• _Task statement_: An exact reproduction of the records is required, with all images left out.

• _Rows_:
* * *
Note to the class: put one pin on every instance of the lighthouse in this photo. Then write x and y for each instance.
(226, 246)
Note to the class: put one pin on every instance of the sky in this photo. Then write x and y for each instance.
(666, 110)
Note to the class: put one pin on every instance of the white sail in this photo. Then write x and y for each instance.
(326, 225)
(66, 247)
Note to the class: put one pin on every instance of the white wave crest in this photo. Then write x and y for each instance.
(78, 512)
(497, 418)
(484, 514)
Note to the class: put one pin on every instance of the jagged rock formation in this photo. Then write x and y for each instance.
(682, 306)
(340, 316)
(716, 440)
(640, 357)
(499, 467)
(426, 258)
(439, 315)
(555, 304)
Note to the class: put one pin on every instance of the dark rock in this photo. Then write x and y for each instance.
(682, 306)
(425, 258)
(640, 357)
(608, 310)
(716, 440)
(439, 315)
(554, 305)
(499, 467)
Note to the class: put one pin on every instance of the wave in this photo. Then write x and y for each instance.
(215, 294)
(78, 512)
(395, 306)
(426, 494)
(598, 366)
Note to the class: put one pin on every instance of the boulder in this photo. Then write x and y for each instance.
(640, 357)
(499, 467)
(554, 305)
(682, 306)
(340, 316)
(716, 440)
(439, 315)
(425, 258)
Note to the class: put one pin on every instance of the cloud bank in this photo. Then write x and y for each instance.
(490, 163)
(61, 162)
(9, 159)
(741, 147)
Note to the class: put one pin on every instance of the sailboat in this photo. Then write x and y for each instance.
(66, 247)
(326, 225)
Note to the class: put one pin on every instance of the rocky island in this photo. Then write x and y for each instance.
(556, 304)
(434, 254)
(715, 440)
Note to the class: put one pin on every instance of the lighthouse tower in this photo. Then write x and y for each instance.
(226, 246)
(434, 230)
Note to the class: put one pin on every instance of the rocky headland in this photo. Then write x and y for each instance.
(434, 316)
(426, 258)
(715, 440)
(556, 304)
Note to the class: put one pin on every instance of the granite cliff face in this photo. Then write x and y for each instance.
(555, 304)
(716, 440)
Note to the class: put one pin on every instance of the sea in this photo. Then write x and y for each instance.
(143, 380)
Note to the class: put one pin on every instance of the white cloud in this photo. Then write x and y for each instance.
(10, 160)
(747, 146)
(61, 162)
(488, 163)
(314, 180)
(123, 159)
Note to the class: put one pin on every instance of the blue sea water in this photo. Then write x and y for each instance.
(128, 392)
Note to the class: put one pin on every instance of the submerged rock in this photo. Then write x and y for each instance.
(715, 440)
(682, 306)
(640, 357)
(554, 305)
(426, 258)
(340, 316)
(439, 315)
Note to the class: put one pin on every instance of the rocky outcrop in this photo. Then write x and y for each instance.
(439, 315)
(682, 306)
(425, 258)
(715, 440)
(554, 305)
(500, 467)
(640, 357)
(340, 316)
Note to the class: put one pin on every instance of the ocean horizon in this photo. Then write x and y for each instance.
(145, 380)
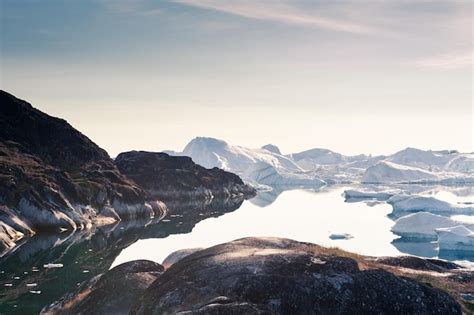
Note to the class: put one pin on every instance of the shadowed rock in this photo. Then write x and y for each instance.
(170, 177)
(275, 276)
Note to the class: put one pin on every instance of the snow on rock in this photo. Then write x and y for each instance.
(458, 238)
(257, 166)
(422, 226)
(416, 203)
(318, 157)
(388, 172)
(364, 195)
(272, 148)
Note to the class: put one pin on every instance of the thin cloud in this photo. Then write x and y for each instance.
(448, 62)
(280, 12)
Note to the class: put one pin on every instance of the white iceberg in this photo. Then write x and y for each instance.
(340, 236)
(256, 166)
(458, 238)
(416, 203)
(388, 172)
(422, 226)
(367, 195)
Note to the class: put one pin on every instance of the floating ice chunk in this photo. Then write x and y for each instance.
(363, 195)
(422, 226)
(340, 236)
(388, 172)
(458, 238)
(53, 265)
(415, 203)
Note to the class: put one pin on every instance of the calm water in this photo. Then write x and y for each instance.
(305, 215)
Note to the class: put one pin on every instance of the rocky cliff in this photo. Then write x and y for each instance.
(169, 177)
(54, 178)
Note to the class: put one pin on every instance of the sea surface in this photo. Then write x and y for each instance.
(27, 283)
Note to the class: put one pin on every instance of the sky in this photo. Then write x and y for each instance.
(371, 76)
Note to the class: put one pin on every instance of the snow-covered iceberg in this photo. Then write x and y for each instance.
(256, 166)
(422, 226)
(359, 195)
(408, 166)
(457, 238)
(415, 203)
(388, 172)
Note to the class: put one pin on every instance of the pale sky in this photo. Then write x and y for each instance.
(371, 76)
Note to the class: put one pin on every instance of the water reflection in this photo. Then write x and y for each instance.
(86, 253)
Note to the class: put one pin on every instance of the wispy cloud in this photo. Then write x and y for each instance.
(282, 12)
(448, 61)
* * *
• _Exercise solution_:
Note to the class: put one pin on every instance of the lighthouse in this photo. Then write x and y for each instance.
(226, 246)
Note to the class: put one pin on every instance of the sky in this photo. Then write x and y for each instance.
(666, 110)
Note to the class: put one pin on every instance of the white sail in this photo. Then write x and y for each instance.
(326, 225)
(66, 247)
Note to the class: put one pin on every instance of the white wave crest in this photo. Then write x and y for each instance.
(78, 512)
(497, 418)
(484, 514)
Note to the class: put one pin on every instance of the jagged rock formation in this photo. Then write x and y for each instance.
(682, 306)
(340, 316)
(716, 440)
(640, 357)
(499, 467)
(426, 258)
(439, 315)
(555, 304)
Note to the class: put one pin on every instance of the dark rock in this photo. Then write x and y for each instance.
(682, 306)
(425, 258)
(640, 357)
(608, 310)
(716, 440)
(439, 315)
(554, 305)
(499, 467)
Note to the class: put one pin on every instance of the wave in this photo. Then write x and y for each instance.
(215, 294)
(78, 512)
(395, 306)
(426, 494)
(598, 366)
Note to the class: put one pin on every instance of the boulder in this photo. Then write x and y for each instance.
(640, 357)
(499, 467)
(554, 305)
(682, 306)
(340, 316)
(716, 440)
(439, 315)
(425, 258)
Note to the class: put one pin on every instance of the cloud bank in this photo. Then write x and y for each instance.
(490, 163)
(61, 162)
(9, 159)
(741, 147)
Note to the class: put one pin on every instance of the sailboat in this photo. Then write x and y for each instance.
(66, 247)
(326, 225)
Note to the class: put one pin on every instance of the rocky island in this photo. Then write x and y for each instance.
(556, 304)
(434, 254)
(715, 440)
Note to the class: put one pin on every instance of the lighthouse tower in this photo. Then write x and y for each instance.
(226, 246)
(434, 230)
Note to the class: put one pin on every instance of the rocky headland in this photo. Then write x and y for each instance.
(434, 316)
(426, 258)
(715, 440)
(556, 304)
Note to the class: put one pin on every instance of the granite cliff face in this photo. Then write x and y for each instance.
(555, 304)
(716, 440)
Note to the class: put one pin on every instance of the sea in this photo. Then write x and y for each instance.
(143, 380)
Note to the class: put one pin on every instance of the white cloud in this photo. Then write x and y for each instance.
(10, 160)
(747, 146)
(61, 162)
(488, 163)
(314, 180)
(123, 159)
Note to the class: put one pin on every instance of the blue sea water in this photo. Then write x and y for each instance.
(128, 392)
Note to the class: put one pin on every instance of the submerged rock in this photo. Then write x and y for each instance.
(715, 440)
(682, 306)
(640, 357)
(554, 305)
(426, 258)
(340, 316)
(439, 315)
Note to the class: put one pin on every instance of the rocky outcrop in this photo. Then write x and y for each instance.
(439, 315)
(682, 306)
(425, 258)
(715, 440)
(554, 305)
(500, 467)
(640, 357)
(340, 316)
Note to the class: put one pin on every instance of the ocean horizon in this photo. Then write x and y for each instance.
(145, 380)
Note to the class: put one pin on every instance of the shadowed rock in this photo. Then write x and y for each instance.
(170, 177)
(275, 276)
Note to the class: put one pin on every instance of the snow on rock in this photo. Then write x and y for each instance.
(458, 238)
(257, 166)
(422, 226)
(416, 203)
(318, 157)
(388, 172)
(364, 195)
(272, 148)
Note to the class: put one pin on every instance of the thin cloud in this photo. Then write x and y for each instance.
(448, 62)
(280, 12)
Note to the class: put one pin on every instance of the white iceberg in this photo. Then write x and y for each instance.
(340, 236)
(256, 166)
(458, 238)
(416, 203)
(388, 172)
(422, 226)
(367, 195)
Note to the class: put one pin on every instance of the floating ice chunk in this photo. Then write x and y for each instance.
(363, 195)
(422, 226)
(340, 236)
(388, 172)
(458, 238)
(53, 265)
(415, 203)
Note to the class: put one pin on every instance of the calm water in this photo. Then write x and y for each instance.
(305, 215)
Note to the class: put one pin on every instance of the rocky cliff in this photo. Then write x and y for each instance.
(169, 177)
(54, 178)
Note to the class: put one pin on every instance of the sea surface in this photo. Then write x and y for each instance.
(27, 283)
Note to the class: put one pin on every instance of the sky in this photo. Then write x and y for each instance.
(371, 76)
Note to the class: put one pin on every instance of the snow-covered iceberg in this photo. Then write x and y for each instance.
(256, 166)
(422, 226)
(359, 195)
(408, 166)
(457, 238)
(415, 203)
(388, 172)
Note to the class: put one pin on every instance of the pale sky in this photo. Then write x and y for each instance.
(371, 76)
Note to the class: put one pin on every instance of the water reflection in this photo. Then write x and y for each instance.
(86, 253)
Note to the class: put one pin on every instance of the wispy cloud in this photo. Then write x and y for each instance.
(282, 12)
(448, 61)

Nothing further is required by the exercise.